**Short task:** Take the entries that follow and return only the lines from the one with "Class, indicate each instance of the wooden door" through the final line, leaving every picture behind.

[Excerpts of pointing data]
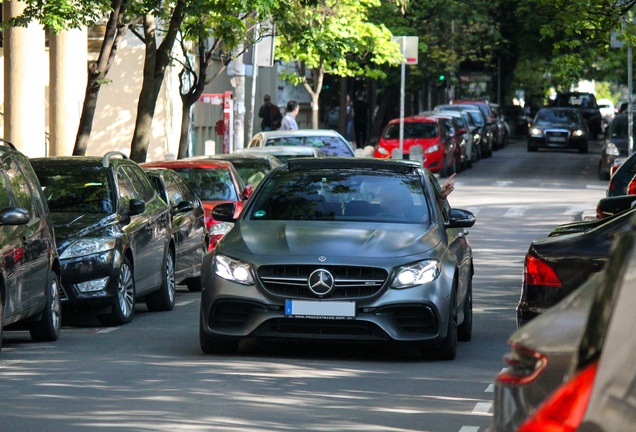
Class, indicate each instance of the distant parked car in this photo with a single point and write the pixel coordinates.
(30, 268)
(586, 104)
(189, 233)
(214, 182)
(558, 128)
(621, 178)
(615, 144)
(113, 235)
(252, 167)
(330, 142)
(436, 137)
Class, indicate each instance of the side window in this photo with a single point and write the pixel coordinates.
(140, 181)
(21, 189)
(174, 192)
(5, 197)
(126, 189)
(186, 192)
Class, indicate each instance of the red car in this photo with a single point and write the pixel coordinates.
(214, 182)
(438, 142)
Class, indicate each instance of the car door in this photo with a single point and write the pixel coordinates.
(188, 227)
(35, 241)
(151, 230)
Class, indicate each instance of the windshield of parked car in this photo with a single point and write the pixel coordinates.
(81, 191)
(330, 145)
(412, 130)
(210, 184)
(557, 116)
(341, 195)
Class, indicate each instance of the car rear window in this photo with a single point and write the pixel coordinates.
(341, 195)
(412, 130)
(330, 145)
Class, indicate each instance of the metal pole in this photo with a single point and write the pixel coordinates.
(402, 96)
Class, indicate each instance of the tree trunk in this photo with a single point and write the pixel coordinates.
(97, 74)
(156, 62)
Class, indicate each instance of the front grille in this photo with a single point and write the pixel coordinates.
(233, 314)
(557, 136)
(350, 282)
(341, 329)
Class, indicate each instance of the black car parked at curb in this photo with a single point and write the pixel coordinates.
(29, 269)
(113, 235)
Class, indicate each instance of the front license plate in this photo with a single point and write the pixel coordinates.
(320, 309)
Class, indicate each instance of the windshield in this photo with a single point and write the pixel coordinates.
(412, 130)
(210, 184)
(350, 195)
(330, 145)
(81, 191)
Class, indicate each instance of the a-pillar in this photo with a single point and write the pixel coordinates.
(24, 84)
(68, 57)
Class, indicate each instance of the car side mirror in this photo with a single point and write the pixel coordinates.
(136, 206)
(224, 212)
(459, 218)
(14, 216)
(184, 206)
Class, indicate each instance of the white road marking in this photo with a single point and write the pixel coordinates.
(482, 408)
(516, 211)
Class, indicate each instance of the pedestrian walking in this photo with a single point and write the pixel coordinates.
(289, 121)
(270, 114)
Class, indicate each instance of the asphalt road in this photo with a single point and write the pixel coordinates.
(150, 375)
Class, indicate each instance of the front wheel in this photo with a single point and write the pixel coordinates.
(123, 307)
(47, 328)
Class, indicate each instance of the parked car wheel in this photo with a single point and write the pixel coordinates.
(465, 329)
(163, 298)
(213, 345)
(47, 328)
(123, 308)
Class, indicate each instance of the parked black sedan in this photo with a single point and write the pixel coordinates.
(558, 264)
(189, 233)
(558, 128)
(354, 249)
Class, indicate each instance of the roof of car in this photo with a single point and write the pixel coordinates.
(187, 163)
(394, 165)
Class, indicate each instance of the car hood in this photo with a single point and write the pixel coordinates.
(69, 226)
(299, 238)
(560, 328)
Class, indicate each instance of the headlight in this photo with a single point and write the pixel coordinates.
(432, 149)
(233, 270)
(416, 274)
(611, 149)
(221, 228)
(536, 132)
(88, 246)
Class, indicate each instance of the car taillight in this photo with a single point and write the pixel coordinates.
(538, 272)
(523, 366)
(563, 411)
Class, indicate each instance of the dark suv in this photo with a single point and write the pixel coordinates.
(113, 235)
(586, 104)
(29, 269)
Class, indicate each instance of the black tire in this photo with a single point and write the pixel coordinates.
(194, 284)
(214, 345)
(123, 307)
(48, 327)
(465, 329)
(163, 298)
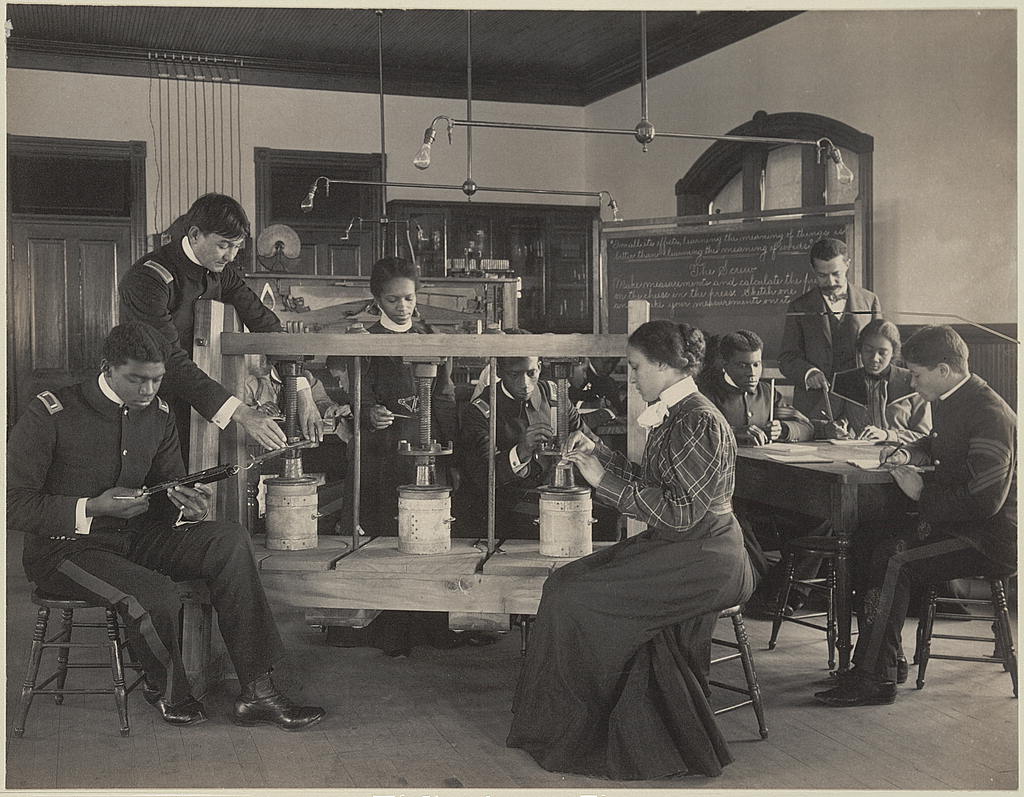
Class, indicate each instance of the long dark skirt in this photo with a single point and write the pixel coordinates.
(614, 682)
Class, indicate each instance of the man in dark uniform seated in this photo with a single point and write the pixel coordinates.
(526, 409)
(757, 416)
(162, 290)
(967, 523)
(77, 461)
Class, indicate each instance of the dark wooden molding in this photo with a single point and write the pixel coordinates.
(132, 151)
(723, 160)
(602, 60)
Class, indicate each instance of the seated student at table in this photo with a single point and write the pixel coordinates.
(77, 460)
(614, 683)
(733, 383)
(876, 402)
(526, 406)
(968, 506)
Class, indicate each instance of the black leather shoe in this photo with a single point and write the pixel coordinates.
(275, 710)
(187, 712)
(902, 670)
(858, 691)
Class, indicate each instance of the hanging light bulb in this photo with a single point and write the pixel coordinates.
(613, 207)
(422, 159)
(828, 151)
(843, 172)
(307, 203)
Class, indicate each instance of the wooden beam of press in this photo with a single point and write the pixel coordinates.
(548, 345)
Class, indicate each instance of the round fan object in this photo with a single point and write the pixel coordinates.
(278, 239)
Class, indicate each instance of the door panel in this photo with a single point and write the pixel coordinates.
(64, 276)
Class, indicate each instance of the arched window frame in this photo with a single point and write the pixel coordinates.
(724, 160)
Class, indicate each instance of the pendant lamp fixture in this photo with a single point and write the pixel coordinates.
(643, 132)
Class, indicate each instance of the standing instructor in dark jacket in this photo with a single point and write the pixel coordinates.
(821, 327)
(77, 461)
(162, 290)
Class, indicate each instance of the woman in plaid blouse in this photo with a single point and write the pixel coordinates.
(614, 680)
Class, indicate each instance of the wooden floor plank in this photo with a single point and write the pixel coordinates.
(438, 720)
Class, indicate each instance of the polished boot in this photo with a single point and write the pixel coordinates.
(858, 690)
(187, 712)
(260, 702)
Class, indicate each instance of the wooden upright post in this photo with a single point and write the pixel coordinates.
(638, 311)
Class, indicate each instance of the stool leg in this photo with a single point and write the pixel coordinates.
(67, 619)
(747, 658)
(783, 597)
(830, 620)
(35, 657)
(117, 669)
(1004, 634)
(925, 641)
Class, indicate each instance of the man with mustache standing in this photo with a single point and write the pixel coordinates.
(162, 290)
(821, 327)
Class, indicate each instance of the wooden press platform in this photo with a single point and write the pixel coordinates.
(377, 576)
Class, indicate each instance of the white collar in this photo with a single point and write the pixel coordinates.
(105, 389)
(531, 400)
(671, 395)
(674, 393)
(954, 388)
(728, 381)
(189, 252)
(390, 326)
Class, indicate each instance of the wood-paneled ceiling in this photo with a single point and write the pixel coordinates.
(556, 56)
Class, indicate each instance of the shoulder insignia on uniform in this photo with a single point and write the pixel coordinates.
(483, 406)
(166, 276)
(50, 402)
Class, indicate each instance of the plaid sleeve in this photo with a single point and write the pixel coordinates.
(692, 480)
(616, 463)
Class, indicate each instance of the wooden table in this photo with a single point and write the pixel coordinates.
(836, 491)
(463, 582)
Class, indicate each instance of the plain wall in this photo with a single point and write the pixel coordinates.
(112, 108)
(936, 89)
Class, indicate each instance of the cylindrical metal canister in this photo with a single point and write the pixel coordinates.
(565, 520)
(424, 519)
(291, 513)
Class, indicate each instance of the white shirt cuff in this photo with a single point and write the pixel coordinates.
(223, 416)
(82, 523)
(518, 467)
(810, 372)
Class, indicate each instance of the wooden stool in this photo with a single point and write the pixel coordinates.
(742, 647)
(828, 548)
(114, 644)
(1005, 653)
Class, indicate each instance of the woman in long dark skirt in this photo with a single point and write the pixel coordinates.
(614, 682)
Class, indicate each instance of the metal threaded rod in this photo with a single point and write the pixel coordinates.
(423, 384)
(291, 402)
(563, 411)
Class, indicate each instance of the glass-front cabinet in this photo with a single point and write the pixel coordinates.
(549, 248)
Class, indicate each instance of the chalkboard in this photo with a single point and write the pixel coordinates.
(717, 277)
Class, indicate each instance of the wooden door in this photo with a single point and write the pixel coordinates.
(62, 277)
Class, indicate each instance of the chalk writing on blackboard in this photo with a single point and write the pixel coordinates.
(720, 279)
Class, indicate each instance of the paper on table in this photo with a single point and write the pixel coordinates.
(787, 448)
(796, 458)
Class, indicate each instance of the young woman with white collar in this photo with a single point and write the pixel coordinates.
(612, 682)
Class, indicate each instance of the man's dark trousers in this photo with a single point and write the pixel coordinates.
(136, 569)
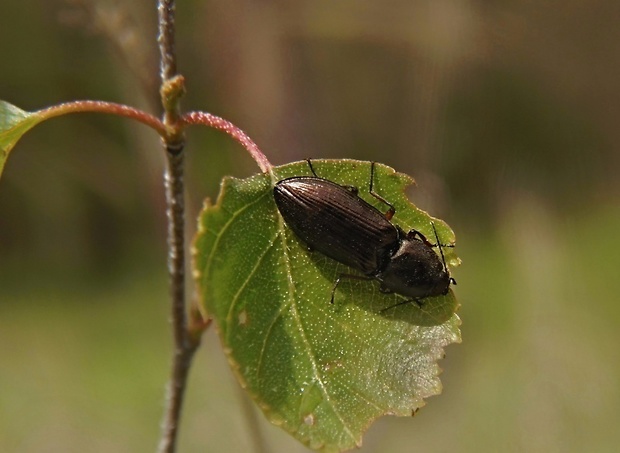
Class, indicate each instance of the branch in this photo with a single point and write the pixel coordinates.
(185, 343)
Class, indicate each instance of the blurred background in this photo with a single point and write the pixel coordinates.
(505, 112)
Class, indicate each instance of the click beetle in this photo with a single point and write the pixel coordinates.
(332, 219)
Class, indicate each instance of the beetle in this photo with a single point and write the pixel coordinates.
(332, 219)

**The output:**
Class, indicate each instance of the wooden door in this photo with a single point and write the pixel coordinates.
(62, 277)
Class, indicate each instance of the chalk writing on blackboard in this photo with a single point and write the pixel coordinates.
(720, 279)
Class, indicate each instance of the paper on table in this photo with a single point and write the pixel coordinates.
(787, 448)
(796, 458)
Class, indicate each instance of the young woman with white collar in this photo with a single point and write the pixel coordinates.
(612, 682)
Class, indicate each instance of the man's dark trousers in this photo with a single point and write the pixel coordinates.
(136, 569)
Class, indicate each instance of the branch in this photo with a single point and write the pixel coordinates.
(185, 343)
Class, indicate each instance of the blurred background in this photo with a single point and write the pixel coordinates.
(505, 112)
Class, indicate each instance of the click beetle in this photo with a single point and write the pixel coordinates.
(332, 219)
Class, indicate each instance of the beetle in this photo with a single point and write the pixel coordinates.
(332, 219)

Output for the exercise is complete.